They confronted the Nazis with the only weapon they had: their voice.
他们用他们唯一的武器—歌喉—与纳粹对抗。
Song of Defiance
反抗之歌
by Fergus M. Bordewich
弗格斯·博德威奇
When you walk the cobbled mist-shrouded streets of Terezin in the Czech Republic, your mind fills with images of the village sixty years ago, when it was a Nazi concentration camp packed with desperate and dying Jews. But Terezin was not only a place of suffering. It was also a scene of triumph
当你行走在捷克共和国特雷津的雾气笼罩的铺着石子的街道上的时候,心里便会充满着这座村子的六十年前的景象,当时那里是一座塞满了绝望的奄奄一息的犹太人的纳粹集中营。然而,特雷津并非仅仅是个遭受苦难的地方,它还是个赢得胜利的场所。
————————
**What is required**: Reproduce the Terezin passage word for word, starting at "他们用他们唯一的武器—歌喉—与纳粹对抗。" and ending at "方,它还是个赢得胜利的场所。".
————————
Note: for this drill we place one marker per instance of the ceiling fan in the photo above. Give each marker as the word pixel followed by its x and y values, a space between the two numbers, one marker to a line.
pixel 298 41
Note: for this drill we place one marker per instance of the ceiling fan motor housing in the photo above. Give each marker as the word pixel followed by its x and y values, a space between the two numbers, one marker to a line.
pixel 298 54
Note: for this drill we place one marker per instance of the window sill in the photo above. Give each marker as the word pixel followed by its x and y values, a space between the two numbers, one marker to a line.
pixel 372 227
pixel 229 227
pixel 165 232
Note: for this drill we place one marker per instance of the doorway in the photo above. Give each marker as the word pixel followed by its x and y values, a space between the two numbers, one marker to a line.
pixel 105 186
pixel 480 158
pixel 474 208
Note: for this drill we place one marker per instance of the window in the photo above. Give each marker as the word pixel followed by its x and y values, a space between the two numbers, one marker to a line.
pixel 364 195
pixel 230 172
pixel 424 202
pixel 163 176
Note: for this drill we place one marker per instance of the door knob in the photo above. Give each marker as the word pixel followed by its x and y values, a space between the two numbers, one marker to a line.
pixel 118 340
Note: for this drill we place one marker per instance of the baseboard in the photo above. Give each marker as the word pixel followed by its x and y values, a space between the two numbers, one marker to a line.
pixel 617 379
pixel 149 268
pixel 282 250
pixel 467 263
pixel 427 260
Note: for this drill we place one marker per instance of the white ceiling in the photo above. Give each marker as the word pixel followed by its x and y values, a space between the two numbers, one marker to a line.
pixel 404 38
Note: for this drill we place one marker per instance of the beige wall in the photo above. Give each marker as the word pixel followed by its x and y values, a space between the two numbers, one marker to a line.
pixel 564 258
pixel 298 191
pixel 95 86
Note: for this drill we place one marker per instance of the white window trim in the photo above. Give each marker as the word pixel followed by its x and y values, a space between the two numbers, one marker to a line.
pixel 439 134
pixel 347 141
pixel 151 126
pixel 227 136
————————
**Final answer**:
他们用他们唯一的武器—歌喉—与纳粹对抗。
Song of Defiance
反抗之歌
by Fergus M. Bordewich
弗格斯·博德威奇
When you walk the cobbled mist-shrouded streets of Terezin in the Czech Republic, your mind fills with images of the village sixty years ago, when it was a Nazi concentration camp packed with desperate and dying Jews. But Terezin was not only a place of suffering. It was also a scene of triumph
当你行走在捷克共和国特雷津的雾气笼罩的铺着石子的街道上的时候,心里便会充满着这座村子的六十年前的景象,当时那里是一座塞满了绝望的奄奄一息的犹太人的纳粹集中营。然而,特雷津并非仅仅是个遭受苦难的地方,它还是个赢得胜利的场所。